Text block –
Chibchan language spoken in Colombia

Arhuaco, commonly known as Ikʉ (Ikʉ) (also known as Aruaco, Bintuk, Bíntukua, Bintucua, Ica, Ijca, Ijka, Ika, and Ike) is a Chibchan language, spoken in Colombia by the Arhuaco people.

There are 8,000 speakers, all in the Sierra Nevada de Santa Marta region of Colombia, 90% of whom are monolingual. They have a very strong traditional culture and have vibrant use of their tongue. Literacy is 1 to 5% in their native language. Some speak Spanish, and 15 to 25% are literate in it.

==Phonology==

Vowels
|  | Front | Central | Back |
|---|---|---|---|
| Close | i ⟨i⟩ | ɨ ⟨ʉ⟩ | u ⟨u⟩ |
| Mid | e ⟨e⟩ | ə ⟨y⟩ | o ⟨o⟩ |
| Open |  | a ⟨a⟩ |  |

- //ə// is raised to and merged with //ɨ// word finally.

Arhuaco has 17 consonant phonemes:

Consonants
|  |  | Labial | Alveolar | Alveolo- palatal | Velar | Glottal |
| Occlusive | voiceless | p ⟨p⟩ | t ⟨t⟩ | tʃ ⟨ch⟩ | k ⟨k⟩ | ʔ ⟨ꞌ⟩ |
| voiced | b ⟨b⟩ | d ⟨d⟩ | dʒ ⟨ɉ⟩ | ɡ ⟨g⟩ |  |
| Nasal |  | m ⟨m⟩ | n~ŋ ⟨n⟩ |  |  |  |
| Fricative | voiceless |  | s ⟨s⟩ |  |  | h ⟨j⟩ |
| voiced | β ⟨w⟩ | z ⟨z⟩ | ʒ ⟨zh⟩ |  |  |
| Flap |  |  | ɾ ⟨r⟩ |  |  |  |

=== Syllable structure ===
With some exceptions, Arhuaco syllables may begin with up to two consonants (the second of which must be a glide /w j/) and may be closed by /ʔ n r w/ or /j/.

Required action 1 – What percentage of Arhuaco speakers does the Arhuaco text describe as monolingual?
Required action 2 – Print a passage of the Arhuaco text word for word. Begin at "Arhuaco has 17" and stop after "r w/ or /j/.".

(Referring expression data)
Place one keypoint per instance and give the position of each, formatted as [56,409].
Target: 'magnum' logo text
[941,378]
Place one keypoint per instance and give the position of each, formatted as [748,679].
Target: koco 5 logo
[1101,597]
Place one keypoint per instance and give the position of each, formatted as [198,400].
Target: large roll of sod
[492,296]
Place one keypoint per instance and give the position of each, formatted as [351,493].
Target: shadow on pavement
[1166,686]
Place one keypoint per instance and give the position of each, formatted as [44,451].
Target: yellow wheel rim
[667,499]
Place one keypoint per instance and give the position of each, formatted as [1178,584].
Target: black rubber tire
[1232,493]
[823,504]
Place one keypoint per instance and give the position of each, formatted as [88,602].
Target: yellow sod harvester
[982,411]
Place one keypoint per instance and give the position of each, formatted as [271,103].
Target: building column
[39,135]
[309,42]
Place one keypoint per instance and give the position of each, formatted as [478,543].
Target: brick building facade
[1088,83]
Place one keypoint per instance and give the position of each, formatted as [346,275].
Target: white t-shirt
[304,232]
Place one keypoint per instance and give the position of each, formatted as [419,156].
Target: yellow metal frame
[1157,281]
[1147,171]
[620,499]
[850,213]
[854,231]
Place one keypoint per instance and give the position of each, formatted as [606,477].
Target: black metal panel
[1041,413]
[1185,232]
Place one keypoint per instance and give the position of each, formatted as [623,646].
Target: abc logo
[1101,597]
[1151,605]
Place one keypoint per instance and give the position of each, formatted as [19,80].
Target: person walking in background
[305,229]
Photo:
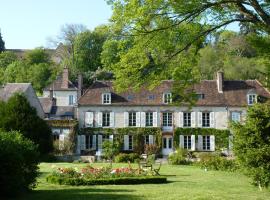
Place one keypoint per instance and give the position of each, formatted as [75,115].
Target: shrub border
[109,181]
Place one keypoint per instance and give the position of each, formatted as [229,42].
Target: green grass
[185,182]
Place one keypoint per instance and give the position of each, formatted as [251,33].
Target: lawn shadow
[81,193]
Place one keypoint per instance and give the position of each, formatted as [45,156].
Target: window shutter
[212,119]
[193,147]
[199,119]
[151,139]
[181,141]
[99,119]
[83,142]
[125,142]
[88,119]
[99,142]
[199,142]
[154,119]
[181,119]
[94,144]
[142,119]
[212,143]
[111,138]
[111,119]
[125,119]
[138,119]
[78,144]
[193,121]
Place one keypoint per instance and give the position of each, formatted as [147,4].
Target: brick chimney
[80,85]
[220,81]
[65,78]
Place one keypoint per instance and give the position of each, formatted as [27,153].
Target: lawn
[185,182]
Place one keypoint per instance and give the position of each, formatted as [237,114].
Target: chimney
[65,78]
[80,85]
[220,81]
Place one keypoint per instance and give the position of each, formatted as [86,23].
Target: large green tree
[252,144]
[17,114]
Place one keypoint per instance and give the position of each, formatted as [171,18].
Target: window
[149,119]
[252,99]
[187,142]
[205,119]
[130,142]
[236,116]
[70,100]
[167,98]
[187,119]
[106,119]
[167,119]
[132,119]
[106,98]
[89,141]
[206,142]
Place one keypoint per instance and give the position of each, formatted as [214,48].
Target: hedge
[109,181]
[221,136]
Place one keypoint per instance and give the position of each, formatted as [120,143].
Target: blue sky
[26,24]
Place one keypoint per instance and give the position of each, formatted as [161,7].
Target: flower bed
[103,176]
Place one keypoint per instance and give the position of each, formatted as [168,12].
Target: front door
[167,145]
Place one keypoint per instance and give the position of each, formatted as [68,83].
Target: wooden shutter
[83,147]
[99,119]
[138,119]
[99,142]
[88,119]
[143,119]
[125,119]
[155,124]
[151,139]
[212,143]
[111,119]
[181,141]
[126,142]
[181,119]
[94,144]
[212,119]
[199,119]
[193,119]
[200,143]
[193,144]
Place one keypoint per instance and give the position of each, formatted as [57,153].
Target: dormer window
[167,98]
[106,98]
[251,98]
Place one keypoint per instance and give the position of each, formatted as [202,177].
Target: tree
[17,114]
[163,32]
[252,144]
[2,43]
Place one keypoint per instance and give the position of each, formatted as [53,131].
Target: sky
[26,24]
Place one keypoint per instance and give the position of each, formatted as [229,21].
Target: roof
[56,85]
[234,94]
[11,88]
[46,104]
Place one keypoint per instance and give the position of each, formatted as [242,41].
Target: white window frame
[106,119]
[106,98]
[251,99]
[167,98]
[167,119]
[132,119]
[149,119]
[70,100]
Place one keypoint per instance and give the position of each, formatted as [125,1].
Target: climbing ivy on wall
[137,133]
[221,136]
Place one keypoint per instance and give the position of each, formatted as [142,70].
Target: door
[167,145]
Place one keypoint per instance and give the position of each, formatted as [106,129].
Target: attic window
[200,96]
[251,98]
[106,98]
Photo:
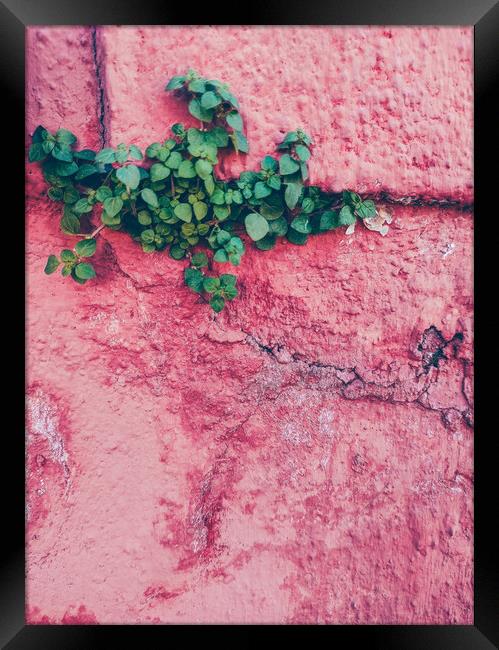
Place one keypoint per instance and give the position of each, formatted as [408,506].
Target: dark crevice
[353,386]
[101,90]
[433,347]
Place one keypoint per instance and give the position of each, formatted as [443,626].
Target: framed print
[250,288]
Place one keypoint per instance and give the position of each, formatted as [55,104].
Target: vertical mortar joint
[101,91]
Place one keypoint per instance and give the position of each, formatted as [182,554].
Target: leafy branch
[173,199]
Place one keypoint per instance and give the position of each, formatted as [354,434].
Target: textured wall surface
[307,455]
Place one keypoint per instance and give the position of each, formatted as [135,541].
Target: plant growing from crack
[175,201]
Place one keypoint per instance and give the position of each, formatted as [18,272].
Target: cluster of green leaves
[219,289]
[170,198]
[72,261]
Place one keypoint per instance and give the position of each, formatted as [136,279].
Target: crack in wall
[102,102]
[354,387]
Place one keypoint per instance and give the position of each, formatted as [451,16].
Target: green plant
[175,201]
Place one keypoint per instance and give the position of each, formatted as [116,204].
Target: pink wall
[179,471]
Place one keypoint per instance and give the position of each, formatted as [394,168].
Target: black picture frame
[15,15]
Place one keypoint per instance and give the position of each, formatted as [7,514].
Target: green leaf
[199,260]
[221,256]
[84,271]
[346,216]
[65,169]
[218,136]
[200,210]
[221,211]
[197,86]
[184,212]
[159,172]
[274,182]
[113,205]
[85,154]
[174,160]
[223,237]
[210,285]
[48,145]
[261,190]
[86,247]
[296,237]
[175,83]
[234,120]
[82,206]
[62,153]
[193,278]
[70,224]
[292,194]
[301,224]
[235,244]
[147,236]
[36,152]
[218,197]
[269,164]
[200,113]
[67,255]
[121,153]
[308,205]
[210,100]
[135,152]
[209,184]
[86,170]
[71,195]
[51,265]
[105,156]
[129,175]
[153,150]
[227,280]
[240,142]
[267,242]
[103,193]
[366,209]
[288,165]
[76,278]
[256,226]
[186,169]
[329,220]
[144,218]
[302,152]
[203,168]
[351,198]
[230,293]
[55,193]
[279,226]
[150,197]
[107,220]
[217,303]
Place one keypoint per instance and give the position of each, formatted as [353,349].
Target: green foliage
[174,200]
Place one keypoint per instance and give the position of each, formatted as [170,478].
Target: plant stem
[95,232]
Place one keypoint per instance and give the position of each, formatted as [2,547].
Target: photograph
[249,325]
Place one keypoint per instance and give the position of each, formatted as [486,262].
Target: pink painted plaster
[297,458]
[389,108]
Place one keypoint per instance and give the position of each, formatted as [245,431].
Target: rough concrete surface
[307,455]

Written reply 1 – 90%

Written reply 2 –
Arhuaco has 17 consonant phonemes:

Consonants
|  |  | Labial | Alveolar | Alveolo- palatal | Velar | Glottal |
| Occlusive | voiceless | p ⟨p⟩ | t ⟨t⟩ | tʃ ⟨ch⟩ | k ⟨k⟩ | ʔ ⟨ꞌ⟩ |
| voiced | b ⟨b⟩ | d ⟨d⟩ | dʒ ⟨ɉ⟩ | ɡ ⟨g⟩ |  |
| Nasal |  | m ⟨m⟩ | n~ŋ ⟨n⟩ |  |  |  |
| Fricative | voiceless |  | s ⟨s⟩ |  |  | h ⟨j⟩ |
| voiced | β ⟨w⟩ | z ⟨z⟩ | ʒ ⟨zh⟩ |  |  |
| Flap |  |  | ɾ ⟨r⟩ |  |  |  |

=== Syllable structure ===
With some exceptions, Arhuaco syllables may begin with up to two consonants (the second of which must be a glide /w j/) and may be closed by /ʔ n r w/ or /j/.